_Given information_.

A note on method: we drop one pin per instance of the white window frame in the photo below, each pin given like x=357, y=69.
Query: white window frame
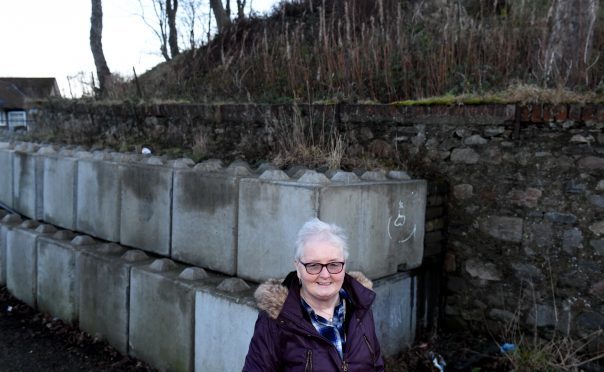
x=17, y=119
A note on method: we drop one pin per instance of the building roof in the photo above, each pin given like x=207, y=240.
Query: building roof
x=15, y=92
x=10, y=96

_Objective_.
Lay out every line of the records above as a numbered list, leaving out blank lines and leaving the pictures out of the answer.

_Output of the exercise_.
1. A note on method: we drop one pin per instance of the white window frame in the photo below, each pin given like x=357, y=69.
2. Query: white window frame
3. x=17, y=119
4. A note on method: we drop one pin per instance of the building roof in the photo above, each pin given like x=207, y=240.
5. Query: building roof
6. x=15, y=92
7. x=10, y=96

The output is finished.